* [Aim] Please repeat every one of the lines below word for word, from first to last.
___
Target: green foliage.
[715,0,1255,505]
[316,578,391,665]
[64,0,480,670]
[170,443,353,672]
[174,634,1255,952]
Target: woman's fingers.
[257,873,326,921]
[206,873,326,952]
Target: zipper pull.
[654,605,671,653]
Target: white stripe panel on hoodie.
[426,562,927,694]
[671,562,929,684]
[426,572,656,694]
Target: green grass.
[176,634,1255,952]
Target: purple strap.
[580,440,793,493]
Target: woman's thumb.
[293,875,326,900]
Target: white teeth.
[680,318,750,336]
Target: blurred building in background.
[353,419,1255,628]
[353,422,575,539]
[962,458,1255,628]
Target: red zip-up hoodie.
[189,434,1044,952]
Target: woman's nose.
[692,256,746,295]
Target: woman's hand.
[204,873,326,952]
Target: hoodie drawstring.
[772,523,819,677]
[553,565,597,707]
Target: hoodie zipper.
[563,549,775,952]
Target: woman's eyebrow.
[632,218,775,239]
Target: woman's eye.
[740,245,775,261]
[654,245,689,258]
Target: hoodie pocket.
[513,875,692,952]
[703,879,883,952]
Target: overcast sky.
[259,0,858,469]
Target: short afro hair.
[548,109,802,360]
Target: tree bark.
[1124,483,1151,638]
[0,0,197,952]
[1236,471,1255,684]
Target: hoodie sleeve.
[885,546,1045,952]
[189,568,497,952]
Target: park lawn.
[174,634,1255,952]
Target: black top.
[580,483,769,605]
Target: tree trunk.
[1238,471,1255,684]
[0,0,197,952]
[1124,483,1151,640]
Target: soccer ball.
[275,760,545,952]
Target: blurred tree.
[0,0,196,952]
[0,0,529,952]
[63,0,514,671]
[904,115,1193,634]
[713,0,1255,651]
___
* [Worked answer]
Target: green foliage.
[715,0,1255,505]
[316,578,391,665]
[64,0,480,670]
[170,443,353,672]
[174,634,1255,952]
Target: woman's fingers.
[257,873,326,921]
[206,873,326,952]
Target: zipper pull.
[654,605,671,653]
Target: white stripe panel on hoodie.
[426,562,927,694]
[671,562,929,684]
[426,572,656,694]
Target: green grass.
[176,634,1255,952]
Target: purple strap.
[580,440,793,493]
Target: woman's thumb.
[293,875,326,900]
Target: white teeth.
[680,318,750,336]
Target: blurred building in background.
[353,419,1255,628]
[353,422,575,539]
[962,458,1255,628]
Target: red zip-up hoodie.
[189,434,1044,952]
Target: woman's nose.
[692,256,746,295]
Target: woman's hand.
[204,873,326,952]
Target: hoodie drawstring.
[772,523,819,677]
[553,565,597,707]
Target: hoodie zipper.
[563,549,775,952]
Target: woman's eyebrow.
[632,218,775,239]
Target: woman's eye.
[740,245,775,261]
[654,245,689,258]
Target: hoodie pocket.
[513,875,692,952]
[703,879,883,952]
Target: overcast sky.
[259,0,858,469]
Target: short afro hair.
[548,109,802,360]
Target: tree bark.
[1124,483,1151,638]
[0,0,197,952]
[1236,471,1255,684]
Target: hoodie sleeve.
[885,546,1045,952]
[189,568,497,952]
Target: park lawn.
[174,634,1255,952]
Target: black top.
[580,483,769,605]
Target: tree trunk.
[1238,471,1255,684]
[0,0,197,952]
[1124,483,1151,640]
Target: soccer ball.
[275,760,545,952]
Target: blurred tree.
[0,0,196,952]
[0,0,529,952]
[63,0,514,671]
[904,115,1193,634]
[713,0,1255,651]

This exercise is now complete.